TEXT TO READ

########################################

In 1999, Jozef began a PhD program at Charles University in Prague

“There was no need to learn the Czech language. Of course, growing up in Czechoslovakia, there is mutual understanding, so I could understand everything. I just kept speaking Slovak because I would rather speak normal Slovak than broken Czech if they can understand me, and there was no problem. My thesis, I wrote in Slovak because I could have written it in broken Czech or decent Slovak, so I chose decent Slovak. There were some official documents that had to be written in Czech; of course I was using Czech in these official grand reports or emails, but for day to day work I used Slovak.”

Jozef’s first trip to the United States for a conference occurred at an unusual time

“It was really interesting. The first time I visited the U.S. it was in late fall/early winter of 2001, so it was right after the attack on the World Trade Center. It was really chaotic because they had really chaotic security, and it was during the anthrax attack so everybody was freaking out about anthrax. They made us walk through sponges soaked with a lot of chemicals. They almost took all our clothes off. They went through all of our luggage. It took us forever. We almost missed connections; everything was late. So it was really chaotic. But when I was in the U.S. again, it was really interesting, because at the time, people were really patriotic everywhere with the American flag and ‘God Bless the U.S.’ So I thought that this was the U.S., but no, it was just a response to the terrorist attack.

“I remember really enjoying my time there in the U.S. because it was Florida, and coming from Prague (it was December) there was already snow, and I came to Florida and it was really nice weather. So I enjoyed that and thought ‘Oh, this is a perfect country to live.”

########################################

DATA
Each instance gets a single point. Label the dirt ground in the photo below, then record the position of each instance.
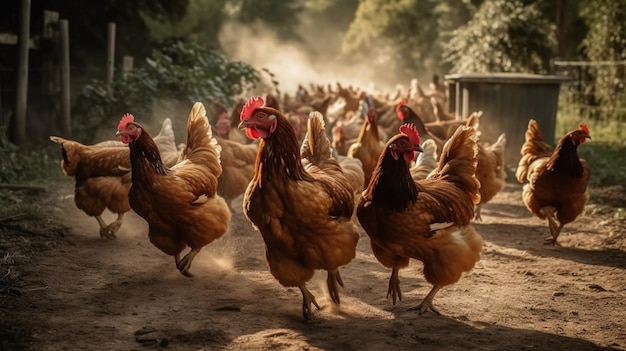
(62, 287)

########################################

COMPLETE THE FOLLOWING
(a) Answer these questions from the Jozef passage:
(i) At which university did Jozef begin a PhD program in 1999?
(ii) In which language was Jozef's thesis written?
(iii) Which U.S. state had really nice weather on arrival from Prague in December?
(b) Transcribe the stretch of the Jozef passage from "Jozef’s first trip" through "the terrorist attack.".

REPLIES
(a)
(i) Charles University in Prague
(ii) Slovak
(iii) Florida

(b)
Jozef’s first trip to the United States for a conference occurred at an unusual time

“It was really interesting. The first time I visited the U.S. it was in late fall/early winter of 2001, so it was right after the attack on the World Trade Center. It was really chaotic because they had really chaotic security, and it was during the anthrax attack so everybody was freaking out about anthrax. They made us walk through sponges soaked with a lot of chemicals. They almost took all our clothes off. They went through all of our luggage. It took us forever. We almost missed connections; everything was late. So it was really chaotic. But when I was in the U.S. again, it was really interesting, because at the time, people were really patriotic everywhere with the American flag and ‘God Bless the U.S.’ So I thought that this was the U.S., but no, it was just a response to the terrorist attack.